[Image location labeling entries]
== == ==

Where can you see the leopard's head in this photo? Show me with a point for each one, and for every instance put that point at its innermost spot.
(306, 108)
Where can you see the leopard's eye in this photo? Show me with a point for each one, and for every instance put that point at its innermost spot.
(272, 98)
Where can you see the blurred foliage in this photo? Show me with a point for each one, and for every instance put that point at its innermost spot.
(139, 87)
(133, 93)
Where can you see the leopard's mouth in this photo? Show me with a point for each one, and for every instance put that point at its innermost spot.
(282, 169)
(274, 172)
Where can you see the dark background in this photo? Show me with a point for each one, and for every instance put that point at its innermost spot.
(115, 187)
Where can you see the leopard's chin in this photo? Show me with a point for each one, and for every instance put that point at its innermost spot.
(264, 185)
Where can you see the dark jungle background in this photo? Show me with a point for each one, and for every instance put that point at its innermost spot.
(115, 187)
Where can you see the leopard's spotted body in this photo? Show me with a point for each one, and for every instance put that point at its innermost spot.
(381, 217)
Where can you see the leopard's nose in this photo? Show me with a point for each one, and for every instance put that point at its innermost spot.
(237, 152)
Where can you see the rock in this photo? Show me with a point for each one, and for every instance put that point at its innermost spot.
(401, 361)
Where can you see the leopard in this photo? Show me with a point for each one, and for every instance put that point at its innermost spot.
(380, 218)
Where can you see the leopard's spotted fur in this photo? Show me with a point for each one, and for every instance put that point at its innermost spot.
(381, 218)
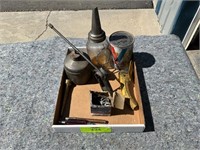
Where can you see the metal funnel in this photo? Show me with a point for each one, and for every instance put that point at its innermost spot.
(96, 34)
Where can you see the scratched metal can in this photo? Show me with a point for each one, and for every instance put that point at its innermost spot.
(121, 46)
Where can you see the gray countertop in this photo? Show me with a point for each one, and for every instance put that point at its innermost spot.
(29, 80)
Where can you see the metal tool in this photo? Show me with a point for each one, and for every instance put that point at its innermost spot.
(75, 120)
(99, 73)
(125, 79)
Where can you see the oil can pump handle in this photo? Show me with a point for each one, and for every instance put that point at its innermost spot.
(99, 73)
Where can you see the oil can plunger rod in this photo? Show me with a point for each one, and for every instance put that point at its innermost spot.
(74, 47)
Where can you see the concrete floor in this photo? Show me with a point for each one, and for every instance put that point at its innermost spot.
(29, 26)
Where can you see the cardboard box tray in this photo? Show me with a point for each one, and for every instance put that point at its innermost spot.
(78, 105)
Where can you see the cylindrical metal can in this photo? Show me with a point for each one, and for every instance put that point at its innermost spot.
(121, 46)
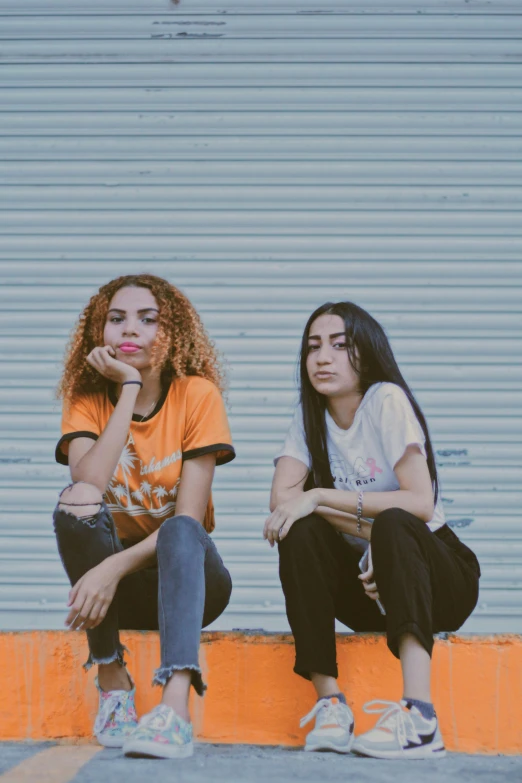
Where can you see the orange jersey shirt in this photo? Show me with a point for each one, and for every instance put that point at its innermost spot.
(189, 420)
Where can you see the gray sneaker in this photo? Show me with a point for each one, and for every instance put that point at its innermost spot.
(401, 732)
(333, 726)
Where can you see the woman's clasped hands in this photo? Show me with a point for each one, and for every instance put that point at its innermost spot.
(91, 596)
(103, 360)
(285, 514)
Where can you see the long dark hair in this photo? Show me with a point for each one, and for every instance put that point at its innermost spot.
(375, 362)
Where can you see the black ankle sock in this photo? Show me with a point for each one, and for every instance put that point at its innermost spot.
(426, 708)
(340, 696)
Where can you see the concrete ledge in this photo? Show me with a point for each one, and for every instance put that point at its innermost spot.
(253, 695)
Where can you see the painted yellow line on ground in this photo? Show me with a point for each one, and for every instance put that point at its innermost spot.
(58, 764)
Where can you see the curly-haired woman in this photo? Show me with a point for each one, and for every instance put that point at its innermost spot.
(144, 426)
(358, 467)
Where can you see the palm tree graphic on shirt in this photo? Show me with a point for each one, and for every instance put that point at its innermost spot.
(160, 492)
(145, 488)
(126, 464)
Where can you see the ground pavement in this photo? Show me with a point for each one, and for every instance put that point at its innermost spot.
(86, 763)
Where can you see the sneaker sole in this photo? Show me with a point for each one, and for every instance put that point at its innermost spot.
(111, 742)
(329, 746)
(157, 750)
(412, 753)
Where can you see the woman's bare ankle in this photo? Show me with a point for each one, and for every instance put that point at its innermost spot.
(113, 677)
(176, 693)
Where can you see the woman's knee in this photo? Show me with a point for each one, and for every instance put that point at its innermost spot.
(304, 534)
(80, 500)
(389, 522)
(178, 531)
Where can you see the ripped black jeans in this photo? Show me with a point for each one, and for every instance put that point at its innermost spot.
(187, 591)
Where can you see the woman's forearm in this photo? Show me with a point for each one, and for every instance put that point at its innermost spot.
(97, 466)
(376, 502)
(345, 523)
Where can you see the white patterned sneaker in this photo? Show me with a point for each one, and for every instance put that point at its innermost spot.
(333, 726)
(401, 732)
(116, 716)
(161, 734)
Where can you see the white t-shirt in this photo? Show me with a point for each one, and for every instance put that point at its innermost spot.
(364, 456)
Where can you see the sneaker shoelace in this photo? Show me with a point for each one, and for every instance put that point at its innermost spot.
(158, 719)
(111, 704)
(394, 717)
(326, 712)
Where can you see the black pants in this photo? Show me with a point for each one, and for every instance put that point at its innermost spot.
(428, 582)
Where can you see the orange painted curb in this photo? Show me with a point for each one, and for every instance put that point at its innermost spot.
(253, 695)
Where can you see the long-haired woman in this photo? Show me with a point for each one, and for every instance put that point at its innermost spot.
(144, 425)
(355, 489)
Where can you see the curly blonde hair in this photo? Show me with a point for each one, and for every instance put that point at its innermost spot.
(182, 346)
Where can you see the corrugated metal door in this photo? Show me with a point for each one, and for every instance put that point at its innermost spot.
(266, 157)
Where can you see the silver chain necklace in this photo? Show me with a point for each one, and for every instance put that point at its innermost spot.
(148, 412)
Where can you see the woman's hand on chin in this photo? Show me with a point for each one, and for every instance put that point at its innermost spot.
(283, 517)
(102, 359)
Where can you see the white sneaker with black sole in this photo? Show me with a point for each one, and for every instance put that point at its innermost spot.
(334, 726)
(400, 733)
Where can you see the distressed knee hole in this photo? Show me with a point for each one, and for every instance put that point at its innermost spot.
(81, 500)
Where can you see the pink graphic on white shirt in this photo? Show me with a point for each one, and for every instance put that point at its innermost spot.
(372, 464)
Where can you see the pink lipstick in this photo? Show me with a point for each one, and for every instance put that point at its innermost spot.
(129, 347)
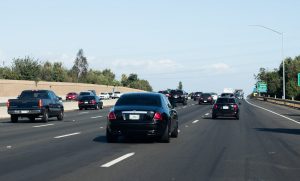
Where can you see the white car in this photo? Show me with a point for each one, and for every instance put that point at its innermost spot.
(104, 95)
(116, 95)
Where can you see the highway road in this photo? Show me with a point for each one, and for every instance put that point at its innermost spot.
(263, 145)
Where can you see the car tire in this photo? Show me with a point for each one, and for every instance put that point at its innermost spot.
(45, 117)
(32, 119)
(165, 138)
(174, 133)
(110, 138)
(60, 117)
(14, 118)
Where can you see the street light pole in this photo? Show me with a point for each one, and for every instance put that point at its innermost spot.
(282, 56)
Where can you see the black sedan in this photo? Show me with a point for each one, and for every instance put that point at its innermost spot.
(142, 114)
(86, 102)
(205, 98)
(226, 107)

== == ==

» **GOAL**: Above are the records; copy exactly the lines from the one with "Where can you see the highway" through the final line.

» **WORKED ANSWER**:
Where can you see the highway road in this photo? Show me with a point for each one, and for every instance put that point at its innermost spot.
(263, 145)
Where can you see the car tire in this photo? Show me with a point for each one, and for every instance put that point at its innermost spot.
(45, 117)
(32, 119)
(165, 138)
(174, 133)
(110, 138)
(60, 117)
(14, 118)
Where can you see the street light pole in this photo? Show me with a point for each one, and for every instance put that point at its innermost spot.
(282, 56)
Where can you see the black sedan in this photo? Show me with a point for each one, and for every instance put that point at its innermost spot.
(142, 114)
(86, 102)
(205, 98)
(226, 107)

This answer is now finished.